Text excerpt:
A cross-city route is a public transport route linking one (usually relatively distant) suburb or satellite town of a city or metropolitan area with another suburb/satellite on the opposite side of the city, by running directly through the city center or central business district. Such a route can be operated by various forms of public transport, including commuter rail, rapid transit, trams (streetcars), trolleybuses or motor buses.

==Forms of cross-city routes==

===Through routes===
Typically, a cross-city route will be a combination of two radial routes, each linking one of the outer termini with the city or town's central business district (CBD). Such a route is sometimes called a through route. (Note: The term cross-city route is not used in American English, and the similar American English term crosstown route has a distinctly different meaning, referring to a transport route that does not serve the city centre and runs generally perpendicular to radial routes.)

A public transport operator may combine radial routes into a through route because terminating a route in a city or town centre has certain disadvantages, including the following:
- Vehicles can cause congestion while standing between journeys and when turning.

Extracted material:
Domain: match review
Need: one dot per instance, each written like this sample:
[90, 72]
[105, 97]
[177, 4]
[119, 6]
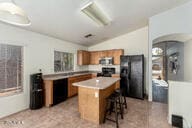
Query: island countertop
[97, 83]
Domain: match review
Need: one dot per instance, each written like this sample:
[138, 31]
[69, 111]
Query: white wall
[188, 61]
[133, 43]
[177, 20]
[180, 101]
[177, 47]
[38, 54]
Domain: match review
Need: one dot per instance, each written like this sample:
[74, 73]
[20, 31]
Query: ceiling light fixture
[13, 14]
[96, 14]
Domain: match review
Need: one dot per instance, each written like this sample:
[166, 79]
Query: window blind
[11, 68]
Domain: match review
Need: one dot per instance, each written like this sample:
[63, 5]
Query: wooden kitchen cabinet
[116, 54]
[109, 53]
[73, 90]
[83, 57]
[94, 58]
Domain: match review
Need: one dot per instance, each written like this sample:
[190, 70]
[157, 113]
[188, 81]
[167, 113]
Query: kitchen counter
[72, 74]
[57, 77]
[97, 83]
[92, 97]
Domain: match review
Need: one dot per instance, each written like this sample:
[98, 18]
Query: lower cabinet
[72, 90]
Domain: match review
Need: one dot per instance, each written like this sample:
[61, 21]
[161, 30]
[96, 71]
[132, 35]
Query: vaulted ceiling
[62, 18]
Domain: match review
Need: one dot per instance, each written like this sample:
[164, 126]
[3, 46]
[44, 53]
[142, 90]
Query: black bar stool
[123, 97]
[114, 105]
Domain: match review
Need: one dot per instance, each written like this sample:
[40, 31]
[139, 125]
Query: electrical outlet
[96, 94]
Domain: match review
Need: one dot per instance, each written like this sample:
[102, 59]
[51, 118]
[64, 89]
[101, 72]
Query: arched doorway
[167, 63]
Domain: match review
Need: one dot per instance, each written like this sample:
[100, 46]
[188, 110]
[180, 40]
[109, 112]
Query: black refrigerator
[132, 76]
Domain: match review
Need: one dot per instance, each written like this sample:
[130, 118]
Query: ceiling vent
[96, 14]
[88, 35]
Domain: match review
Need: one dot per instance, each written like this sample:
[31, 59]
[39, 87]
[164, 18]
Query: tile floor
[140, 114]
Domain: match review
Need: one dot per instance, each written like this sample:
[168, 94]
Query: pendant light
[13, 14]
...
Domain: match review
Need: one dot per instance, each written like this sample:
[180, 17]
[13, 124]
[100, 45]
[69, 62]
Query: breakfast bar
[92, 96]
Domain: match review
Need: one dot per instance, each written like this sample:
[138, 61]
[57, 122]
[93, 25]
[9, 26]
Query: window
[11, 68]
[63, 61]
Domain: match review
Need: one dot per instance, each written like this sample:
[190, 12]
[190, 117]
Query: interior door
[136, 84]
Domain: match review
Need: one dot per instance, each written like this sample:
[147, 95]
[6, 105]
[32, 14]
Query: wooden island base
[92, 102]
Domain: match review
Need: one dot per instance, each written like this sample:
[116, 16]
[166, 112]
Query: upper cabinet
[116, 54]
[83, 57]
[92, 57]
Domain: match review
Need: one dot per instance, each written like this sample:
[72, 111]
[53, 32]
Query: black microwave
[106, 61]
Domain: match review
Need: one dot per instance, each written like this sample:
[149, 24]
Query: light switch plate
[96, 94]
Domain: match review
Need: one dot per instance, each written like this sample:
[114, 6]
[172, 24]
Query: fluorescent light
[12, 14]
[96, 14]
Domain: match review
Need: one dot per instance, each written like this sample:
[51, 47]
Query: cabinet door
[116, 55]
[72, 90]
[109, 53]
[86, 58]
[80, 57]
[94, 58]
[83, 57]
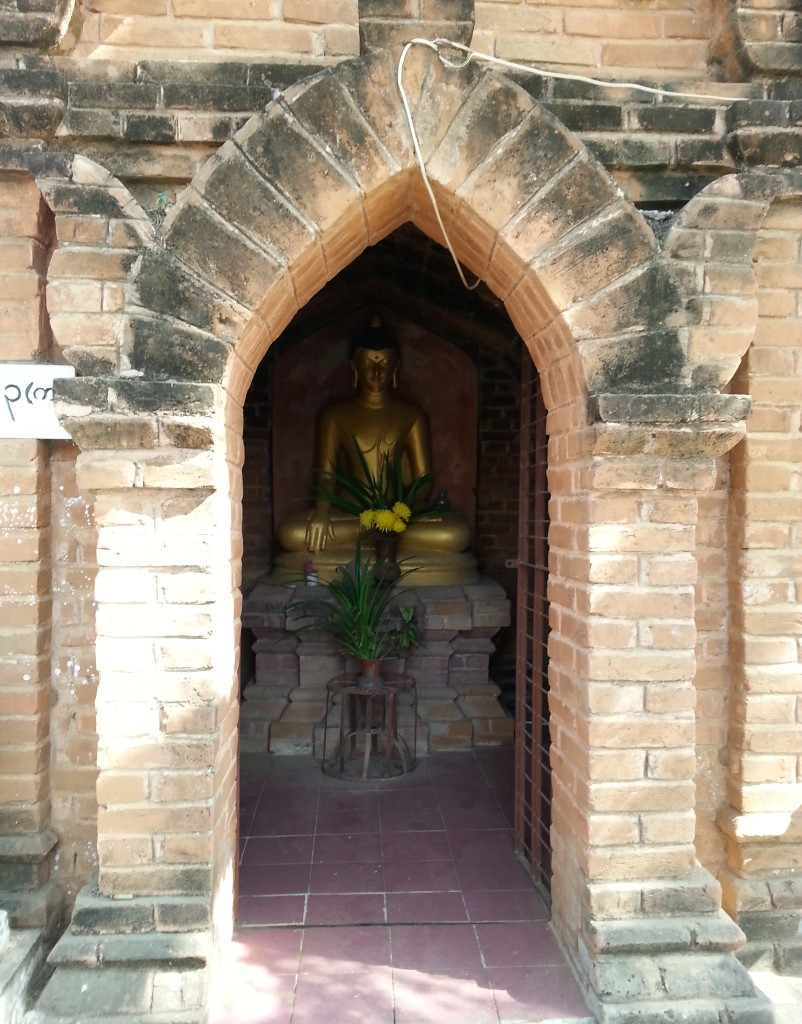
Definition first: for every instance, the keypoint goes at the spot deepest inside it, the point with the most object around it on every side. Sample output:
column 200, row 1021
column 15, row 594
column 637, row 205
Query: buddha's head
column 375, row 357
--
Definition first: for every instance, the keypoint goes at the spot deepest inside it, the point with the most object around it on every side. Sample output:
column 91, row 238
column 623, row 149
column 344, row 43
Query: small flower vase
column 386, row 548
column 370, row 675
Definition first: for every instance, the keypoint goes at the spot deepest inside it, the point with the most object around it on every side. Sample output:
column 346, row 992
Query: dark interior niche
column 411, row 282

Work task 1: In the text on cross-city routes, what name is sometimes given to a route formed by combining two radial routes?
Work task 2: Copy the part of the text on cross-city routes starting with "A cross-city route is" and going on through "or motor buses.".
Work task 3: Carry on the text on cross-city routes from where it stops.
You can set the lines aside; they aren't needed here.

Exercise answer 1: A through route.

Exercise answer 2:
A cross-city route is a public transport route linking one (usually relatively distant) suburb or satellite town of a city or metropolitan area with another suburb/satellite on the opposite side of the city, by running directly through the city center or central business district. Such a route can be operated by various forms of public transport, including commuter rail, rapid transit, trams (streetcars), trolleybuses or motor buses.

Exercise answer 3:
- Valuable land is often occupied with route terminal facilities.
- Time is wasted by vehicles turning round or reversing (reducing vehicle utilization and increasing costs).
- Passengers wishing to travel across the city or town centre will have to change vehicles or walk for part of their journeys. This always takes time, and often requires passengers to search for something (e.g. the correct departure stop). There can also be extra costs and hindrances flowing from these difficulties (especially for passengers with luggage or prams, the elderly, or disabled people), such as fear of loss of a connection due to delays.

On the other hand, there are certain advantages to terminating a route in a city or town centre:
- Schedules are less likely to be disrupted by congestion (since there can be provision for recovery time in the city center).
- Convenient interchange between routes may be provided at a common terminal.
- Fare structures are less complex.

In most cases, the advantages of operating routes across a city or town centre outweigh the disadvantages, but each case must be assessed on its own merits.

===Other forms===
Another form of cross-city route is a peripheral cross-city route, which links a pair of (usually distant) suburbs (or satellites) without passing through or close to the CBD. Such routes are also referred to as tangential routes, because they follow a tangential path relative to the centre of a network. In American English, peripheral cross-city routes are called crosstown routes.

Although a public transport route that links nearby suburbs without passing through the CBD would fall within this description, such a route will commonly be set up, and better described, as a feeder route to either a radial route or a through route heading towards the CBD.